> _Work required_
Would you retype the whole listing exactly, leaving its pictures out?
::::::::::
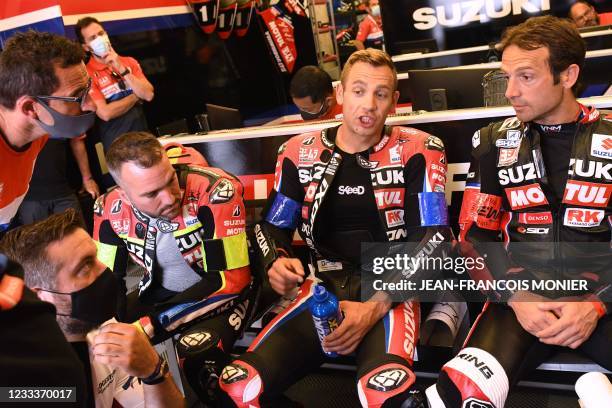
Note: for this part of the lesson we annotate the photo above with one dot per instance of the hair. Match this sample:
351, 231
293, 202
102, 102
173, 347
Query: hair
28, 246
139, 147
371, 56
27, 64
586, 3
81, 24
560, 36
311, 81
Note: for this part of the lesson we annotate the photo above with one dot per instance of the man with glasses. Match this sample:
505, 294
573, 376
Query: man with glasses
312, 92
43, 93
583, 14
119, 85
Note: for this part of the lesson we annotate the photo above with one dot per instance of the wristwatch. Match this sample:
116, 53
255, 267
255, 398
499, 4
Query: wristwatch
159, 375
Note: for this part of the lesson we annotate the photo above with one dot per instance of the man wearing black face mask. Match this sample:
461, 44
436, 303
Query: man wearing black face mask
44, 92
60, 266
312, 92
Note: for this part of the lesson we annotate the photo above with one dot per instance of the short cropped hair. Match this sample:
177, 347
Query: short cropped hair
81, 24
28, 246
311, 81
371, 56
139, 147
27, 64
565, 46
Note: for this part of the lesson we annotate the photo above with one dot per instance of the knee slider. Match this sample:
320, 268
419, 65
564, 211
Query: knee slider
473, 378
242, 383
202, 358
383, 383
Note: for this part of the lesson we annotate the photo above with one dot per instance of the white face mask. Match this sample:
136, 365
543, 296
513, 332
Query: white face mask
375, 9
100, 46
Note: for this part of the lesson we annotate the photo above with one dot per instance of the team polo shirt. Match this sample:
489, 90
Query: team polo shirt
16, 168
107, 86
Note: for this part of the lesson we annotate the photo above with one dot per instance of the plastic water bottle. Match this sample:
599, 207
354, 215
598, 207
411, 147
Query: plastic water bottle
594, 390
326, 314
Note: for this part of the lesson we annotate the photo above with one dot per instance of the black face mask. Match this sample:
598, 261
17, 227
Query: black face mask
95, 303
311, 116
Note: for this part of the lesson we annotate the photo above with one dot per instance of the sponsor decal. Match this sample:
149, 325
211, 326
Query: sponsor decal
434, 143
116, 206
506, 157
387, 177
583, 217
364, 163
518, 174
349, 190
465, 12
601, 146
394, 218
307, 154
388, 379
195, 339
395, 154
540, 218
234, 373
530, 195
585, 193
510, 123
323, 265
166, 226
590, 168
533, 230
308, 141
223, 192
476, 139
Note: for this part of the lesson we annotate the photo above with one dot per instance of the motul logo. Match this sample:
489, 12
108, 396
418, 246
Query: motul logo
386, 198
536, 218
585, 193
583, 217
526, 196
465, 12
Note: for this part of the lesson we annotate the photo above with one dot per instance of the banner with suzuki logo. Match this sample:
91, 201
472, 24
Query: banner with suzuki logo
458, 23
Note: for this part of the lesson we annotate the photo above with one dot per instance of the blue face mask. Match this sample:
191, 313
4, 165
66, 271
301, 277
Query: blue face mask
66, 126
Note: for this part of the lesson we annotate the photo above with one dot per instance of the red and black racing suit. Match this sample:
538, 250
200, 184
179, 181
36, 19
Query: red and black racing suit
210, 235
545, 191
392, 192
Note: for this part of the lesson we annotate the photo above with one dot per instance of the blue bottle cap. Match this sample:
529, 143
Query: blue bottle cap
320, 293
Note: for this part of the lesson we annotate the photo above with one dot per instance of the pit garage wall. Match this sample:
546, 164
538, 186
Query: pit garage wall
463, 23
250, 153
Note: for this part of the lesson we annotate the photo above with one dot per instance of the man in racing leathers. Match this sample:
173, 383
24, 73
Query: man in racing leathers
186, 226
543, 181
359, 182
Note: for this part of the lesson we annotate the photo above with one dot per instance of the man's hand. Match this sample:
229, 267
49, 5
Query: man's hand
529, 315
91, 187
576, 322
124, 346
285, 274
359, 318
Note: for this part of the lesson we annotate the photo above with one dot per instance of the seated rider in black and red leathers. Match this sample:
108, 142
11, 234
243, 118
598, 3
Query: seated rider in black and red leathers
359, 182
185, 225
541, 182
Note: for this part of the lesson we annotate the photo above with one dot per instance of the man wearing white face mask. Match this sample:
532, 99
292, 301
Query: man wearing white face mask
370, 34
118, 84
44, 92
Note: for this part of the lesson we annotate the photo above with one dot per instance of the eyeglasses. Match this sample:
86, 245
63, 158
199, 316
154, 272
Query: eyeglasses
76, 99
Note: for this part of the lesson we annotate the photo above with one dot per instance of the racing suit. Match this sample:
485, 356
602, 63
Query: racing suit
404, 183
550, 215
210, 235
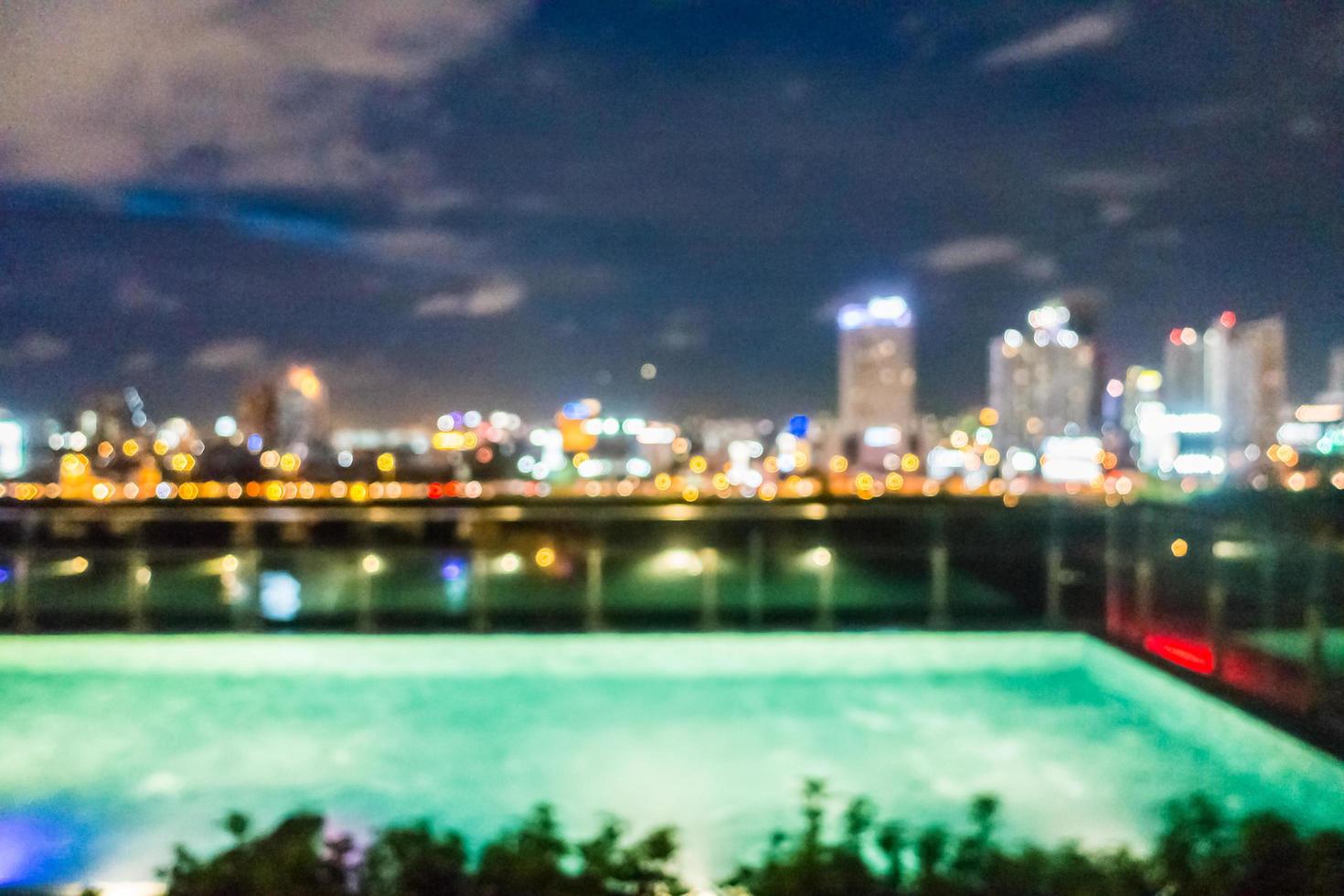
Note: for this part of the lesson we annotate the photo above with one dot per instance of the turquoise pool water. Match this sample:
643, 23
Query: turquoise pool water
114, 747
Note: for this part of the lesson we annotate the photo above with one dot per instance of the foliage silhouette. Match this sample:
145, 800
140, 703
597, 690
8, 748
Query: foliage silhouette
1200, 852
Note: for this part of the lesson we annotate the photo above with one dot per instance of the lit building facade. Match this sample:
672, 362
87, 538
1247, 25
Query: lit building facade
288, 412
1183, 372
1041, 383
877, 369
1246, 379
::::::::::
> _Completed exercise_
Note: for this part of the lesson we annotate the photo above with one dot per instance of the hair. Match this sample:
351, 231
293, 202
102, 102
173, 347
Query: hair
28, 246
139, 147
371, 56
27, 64
586, 3
81, 24
560, 36
311, 81
Note: for this part of the lesson we annotate the photo above with one dot per instance of the man with glasses. Match this sample:
505, 294
573, 376
Query: man with glasses
312, 92
43, 93
583, 14
119, 85
Note: for this part of the lesson we annotate the photo above with one dot per instance of the wristwatch. Match this sample:
116, 53
255, 267
255, 398
499, 4
Query: wristwatch
159, 375
Note: for this part of the lesson we annotate the photo above with one dot per instance of the man wearing black face mask. Match this sample:
461, 44
436, 303
Query: man wearing black face mask
44, 92
60, 266
312, 92
Note: for this part of the lesson we annotate the photo above with one dot per instance of the short cropped hair. Match this sample:
177, 347
Query: short cropped hair
81, 24
28, 246
311, 81
371, 56
139, 147
27, 64
565, 46
Note: for this part of the lesson we annotate the photo above with one dot per instance of the knee slider. Match this sample:
320, 268
419, 65
564, 211
Query: knee slider
473, 378
242, 383
202, 358
383, 383
Note: for this part of the lesson we annotate the photo above with one dot per instance of the white face mask. Match this sample:
136, 365
543, 296
513, 332
Query: white face mask
375, 9
100, 46
Note: for this part of the lesson we annotate the photo above with one dot per instance of the team polo shirt. Match this sample:
489, 90
Query: team polo shirt
16, 168
107, 86
Note: for this part of the lesson we annotate the photo above with one dot per instance of the plastic water bottle. Match this sample:
599, 207
354, 215
598, 207
411, 147
Query: plastic water bottle
594, 390
326, 314
Note: for this part of the lesson we annotate the photo above with one dot per instance of the black face mask. Match this sample:
598, 261
17, 227
Query: black face mask
95, 303
311, 116
Note: for this part of the lesson we annotate the photo above with one dot per instance of the sponsor decal. Match this sample:
149, 325
211, 326
Query: sponsor decal
434, 143
116, 206
506, 157
387, 177
583, 217
364, 163
518, 174
349, 190
465, 12
601, 146
394, 218
307, 154
388, 379
195, 339
395, 154
540, 218
234, 373
530, 195
585, 193
510, 123
323, 265
166, 226
590, 168
533, 230
308, 141
223, 192
476, 139
Note: for this part of the lesson we annotate the photo above with one dot per instance of the motul logo. Match this sample:
489, 12
108, 396
418, 246
Query: motul logo
386, 198
536, 218
585, 193
583, 217
526, 196
465, 12
Note: for this part of the lesson we annotate the photo above with one dot per instance of the banner with suzuki logo. Match this sample:
91, 201
472, 24
Query: banner with suzuki logo
458, 23
Note: for this part of the lesson we annotate the photo above with one dot per instance of the blue face mask. Match this sample:
191, 313
4, 165
66, 271
301, 277
Query: blue face mask
66, 126
Note: for this part of the lesson we annotate the photo above with one dot per instance of the red and black racing suit. Match this sample:
538, 250
200, 184
179, 181
36, 19
Query: red and black racing suit
210, 235
545, 191
392, 192
Note: for this part of the lesson we annotate the photo above with one dot per instance of the blue bottle cap. Match this sample:
529, 143
Query: blue bottle cap
320, 293
Note: for this part of the lesson we annotate the photo above with one dot per instance of the pit garage wall. Match this sample:
546, 164
538, 186
Query: pit garage wall
463, 23
250, 153
Note: for this part of the lesson we annotate the photo above with one dot per instance of the man in racing leathers. Match this sample:
173, 383
24, 73
Query: man in racing leathers
186, 226
543, 181
359, 182
Note: for this part of the lesson we annotate the photo above with one dot per instance of the man's hand. Match this sample:
229, 267
49, 5
Query: man's hand
529, 315
91, 187
576, 322
124, 346
285, 274
359, 318
Note: for this part of the lesson we annotate the photo above with one dot per instance of the seated rider in black and red leathers. Match this sample:
108, 142
11, 234
243, 118
598, 3
Query: seated rider in black and red leathers
359, 182
185, 225
541, 182
Note: for this part of the lesson we annotate the photo above with one dot per instance of the man wearing white face mask. Match this sample:
532, 99
292, 301
Query: man wearing white face mask
370, 34
118, 84
44, 92
Note: for this part of the lesson we annotate the photo above with one dot per instance of the eyeglasses. Match this sample:
86, 245
63, 158
199, 316
154, 272
Query: eyeglasses
76, 99
Note: for this part of the lesson we annotate the photo above with one dot per instance of the racing suit. Match this sample:
485, 356
602, 63
Query: racing suit
404, 183
550, 215
210, 235
Note: for this part of the lesson we annotate the photo above with one dot per instance of the turquoise pool water. Match this sample:
643, 23
Query: turquoise pool water
114, 747
Note: for this part of the lesson we annotate the photo above with one dot per instance of the foliage silhouette. Match this sample:
145, 800
140, 703
597, 690
8, 748
Query: foliage silhouette
1200, 852
Note: for this part of the lesson we annotate the photo above with one dot per instance of the lit building facade. Match this sample:
672, 362
87, 538
1247, 25
Query: lit building facade
288, 412
1183, 372
1041, 383
877, 369
1246, 379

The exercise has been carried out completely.